[GOAL]: Which lines in the items below contain the string "yellow"? Pick out every such line and copy it, treating uppercase and lowercase as different.

(Dataset rows)
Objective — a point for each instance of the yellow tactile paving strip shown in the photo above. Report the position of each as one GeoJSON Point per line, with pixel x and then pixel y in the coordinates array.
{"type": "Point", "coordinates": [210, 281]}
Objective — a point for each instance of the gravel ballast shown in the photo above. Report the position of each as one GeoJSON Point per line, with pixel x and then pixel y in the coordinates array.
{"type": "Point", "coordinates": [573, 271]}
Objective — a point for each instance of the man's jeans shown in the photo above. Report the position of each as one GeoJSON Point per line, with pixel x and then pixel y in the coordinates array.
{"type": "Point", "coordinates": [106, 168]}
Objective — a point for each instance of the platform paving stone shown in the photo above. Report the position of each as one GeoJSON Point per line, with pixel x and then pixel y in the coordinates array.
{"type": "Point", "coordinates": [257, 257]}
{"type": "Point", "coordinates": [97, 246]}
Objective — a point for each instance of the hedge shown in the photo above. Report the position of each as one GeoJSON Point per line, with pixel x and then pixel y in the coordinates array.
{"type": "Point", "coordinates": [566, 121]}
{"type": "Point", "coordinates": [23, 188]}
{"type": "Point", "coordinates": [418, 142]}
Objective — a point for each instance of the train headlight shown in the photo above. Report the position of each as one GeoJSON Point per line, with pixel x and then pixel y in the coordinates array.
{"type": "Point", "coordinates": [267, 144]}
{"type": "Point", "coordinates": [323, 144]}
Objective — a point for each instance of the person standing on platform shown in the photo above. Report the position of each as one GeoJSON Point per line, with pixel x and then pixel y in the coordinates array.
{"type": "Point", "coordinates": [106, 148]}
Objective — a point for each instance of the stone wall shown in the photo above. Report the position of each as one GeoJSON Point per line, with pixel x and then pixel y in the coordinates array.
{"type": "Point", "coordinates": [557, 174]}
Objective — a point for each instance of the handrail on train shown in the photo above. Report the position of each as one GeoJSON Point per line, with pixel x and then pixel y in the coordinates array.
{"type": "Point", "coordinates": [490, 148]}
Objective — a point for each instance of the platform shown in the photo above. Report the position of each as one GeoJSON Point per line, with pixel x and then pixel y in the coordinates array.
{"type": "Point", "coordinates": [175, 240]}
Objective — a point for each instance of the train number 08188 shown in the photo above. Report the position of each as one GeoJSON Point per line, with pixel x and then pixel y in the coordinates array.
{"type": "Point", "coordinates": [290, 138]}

* * *

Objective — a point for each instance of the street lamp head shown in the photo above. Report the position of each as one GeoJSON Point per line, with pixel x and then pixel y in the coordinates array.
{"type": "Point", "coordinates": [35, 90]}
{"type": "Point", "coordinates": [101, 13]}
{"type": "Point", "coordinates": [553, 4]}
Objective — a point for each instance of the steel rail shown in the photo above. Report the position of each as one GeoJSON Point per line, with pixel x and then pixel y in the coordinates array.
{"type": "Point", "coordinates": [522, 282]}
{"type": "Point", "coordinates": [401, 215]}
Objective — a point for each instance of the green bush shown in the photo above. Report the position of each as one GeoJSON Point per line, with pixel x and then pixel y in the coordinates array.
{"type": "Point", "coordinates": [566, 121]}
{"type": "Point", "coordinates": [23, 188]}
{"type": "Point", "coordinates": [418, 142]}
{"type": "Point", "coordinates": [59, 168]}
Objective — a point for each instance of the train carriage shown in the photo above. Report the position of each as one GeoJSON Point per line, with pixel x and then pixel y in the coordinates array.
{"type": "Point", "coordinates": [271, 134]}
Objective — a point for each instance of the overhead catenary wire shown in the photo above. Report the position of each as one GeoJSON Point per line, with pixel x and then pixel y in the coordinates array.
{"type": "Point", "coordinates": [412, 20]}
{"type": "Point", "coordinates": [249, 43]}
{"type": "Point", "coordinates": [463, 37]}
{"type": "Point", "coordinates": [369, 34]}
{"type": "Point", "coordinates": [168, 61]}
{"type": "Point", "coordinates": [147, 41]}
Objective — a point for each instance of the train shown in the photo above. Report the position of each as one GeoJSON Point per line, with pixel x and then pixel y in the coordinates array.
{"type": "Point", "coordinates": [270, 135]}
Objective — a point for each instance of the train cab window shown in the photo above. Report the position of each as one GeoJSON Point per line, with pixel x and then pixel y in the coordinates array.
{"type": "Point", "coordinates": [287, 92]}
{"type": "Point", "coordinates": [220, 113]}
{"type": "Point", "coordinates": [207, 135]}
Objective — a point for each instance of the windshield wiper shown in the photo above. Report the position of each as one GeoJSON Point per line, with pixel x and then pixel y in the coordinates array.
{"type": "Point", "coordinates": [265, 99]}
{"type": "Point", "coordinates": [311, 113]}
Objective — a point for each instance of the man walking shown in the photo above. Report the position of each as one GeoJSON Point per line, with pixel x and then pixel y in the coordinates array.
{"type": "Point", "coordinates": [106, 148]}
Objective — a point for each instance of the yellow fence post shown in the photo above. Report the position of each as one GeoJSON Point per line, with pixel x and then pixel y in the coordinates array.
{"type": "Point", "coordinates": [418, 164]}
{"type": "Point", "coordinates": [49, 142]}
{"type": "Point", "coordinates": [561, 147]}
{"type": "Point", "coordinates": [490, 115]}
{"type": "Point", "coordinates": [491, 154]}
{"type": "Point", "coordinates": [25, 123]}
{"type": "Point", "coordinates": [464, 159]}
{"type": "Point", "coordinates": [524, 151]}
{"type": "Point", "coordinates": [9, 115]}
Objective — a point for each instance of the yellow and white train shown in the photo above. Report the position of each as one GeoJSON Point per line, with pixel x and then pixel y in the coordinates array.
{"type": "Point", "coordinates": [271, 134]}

[CORRECT ANSWER]:
Objective — a point for each instance of the yellow tactile paving strip shown in the photo above. Report the position of each as one GeoJSON Point per line, with pixel x and then pixel y in the coordinates array.
Objective — a point for each instance of the yellow fence post shown in the photo above. Report the position of each as one GeoJSON Point per line, with pixel x and then pixel y in the coordinates array.
Objective — a point for each instance of the yellow and white train shown in the photo above. Report the position of each as one GeoJSON Point per line, with pixel x and then pixel y in the coordinates array.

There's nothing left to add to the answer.